TRECHO SELECIONADO:
Da livre concorrência, dos cartéis e do acordo de leniência
7 de agosto de 2024, 9h22
A ordem econômica possui dignidade constitucional de direito fundamental não apenas nos artigos 170 a 181 da Lei Fundamental, mas por todo o seu texto, representando, expressando e parametrizando a alma da Constituição, devendo ser observada pelos agentes econômicos no desenvolvimento da atividade econômica para se assegurar a todos a existência digna, conforme os ditames da justiça social [1]. Diante dessa importância é que constam do texto constitucional diversos princípios gerais da atividade econômica, a se destacar o princípio da livre concorrência.
Fabiano del Masso assinala que a ordem econômica prevista na Constituição requer um mercado competitivo. Na disciplina de proteção do mercado, surge um bem jurídico que praticamente com ele se confunde: a concorrência [2]. É onde repousa o princípio da livre concorrência, a impor ao Estado brasileiro o abrigo de uma ordem econômica fundada na competição de mercado, a permitir e garantir o direito de participação ilimitada de agentes, característica de uma economia de mercado representativa do modelo capitalista, possibilitando, em tese, a eficiência do livre mercado em razão da competitividade e que pressupõe, fundamentalmente, atividades empresariais [3].

EXERCÍCIOS PROPOSTOS:
1. Reescreva, no texto sobre a livre concorrência, a passagem que vai de "Da livre concorrência, dos" até "da livre concorrência.", trocando "livre concorrência" por "livre competição".
2. Dê prosseguimento ao texto sobre a livre concorrência e os cartéis a partir do ponto em que ele se encerra.
Os registros não desempenham papel algum nesta atividade.

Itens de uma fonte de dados
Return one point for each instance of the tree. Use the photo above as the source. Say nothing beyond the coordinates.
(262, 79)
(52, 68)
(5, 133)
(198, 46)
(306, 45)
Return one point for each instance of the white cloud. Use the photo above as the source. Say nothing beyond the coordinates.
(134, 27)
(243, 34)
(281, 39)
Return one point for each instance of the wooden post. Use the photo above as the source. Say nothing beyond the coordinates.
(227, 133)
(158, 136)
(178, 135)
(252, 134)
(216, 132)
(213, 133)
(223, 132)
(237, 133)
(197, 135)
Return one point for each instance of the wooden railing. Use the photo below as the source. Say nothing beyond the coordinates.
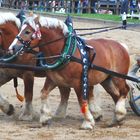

RESPOSTAS:
1.
Da livre competição, dos cartéis e do acordo de leniência
7 de agosto de 2024, 9h22
A ordem econômica possui dignidade constitucional de direito fundamental não apenas nos artigos 170 a 181 da Lei Fundamental, mas por todo o seu texto, representando, expressando e parametrizando a alma da Constituição, devendo ser observada pelos agentes econômicos no desenvolvimento da atividade econômica para se assegurar a todos a existência digna, conforme os ditames da justiça social [1]. Diante dessa importância é que constam do texto constitucional diversos princípios gerais da atividade econômica, a se destacar o princípio da livre competição.

2.
A livre concorrência, portanto, é constituída não somente pela livre manifestação da atividade econômica, mas também pela repressão legislativa de qualquer abuso do poder econômico que vise (disciplinando o exercício do poder econômico), dentre outras situações, a eliminação da concorrência com a dominação do mercado por meio da formação de cartéis.
Uma das consequências (prejuízos) de um mercado sem concorrência pela formação de cartel, dentre outras, é 1. a perda da liberdade econômica pela anticompetição; 2. a imposição de preços; 3. a imposição de produtos; 4. a despreocupação com os custos de produção; 5. a falta de investimentos em melhora do produto [4].
Conforme apontava o mestre de todos nós, José Afonso da Silva, a declaração de que a ordem econômica tem por fim assegurar a todos a existência digna, só por si, não tem significado substancial, já que a análise dos princípios que informam essa mesma ordem não garante a efetividade daquele fim [5]. Por essa razão, o legislador constituinte também definiu como imperativo a repressão às pessoas jurídicas e de seus dirigentes pelos ilícitos praticados contra a ordem econômica, financeira e contra a economia popular.
O problema que eles trazem para a sociedade e para as autoridades executivas do poder punitivo são bastante diferentes. O poder econômico, reconhecida sua existência no artigo 173, §4º da Constituição, é um dado de fato inerente ao livre mercado, isto é, os agentes econômicos são naturalmente e necessariamente desiguais uns dos outros, e o que a Constituição e o Direito em geral têm alcance de fazer é reprimir certas modalidades de iniciativa que ameacem ou possam ameaçar as estruturas do livre mercado [6].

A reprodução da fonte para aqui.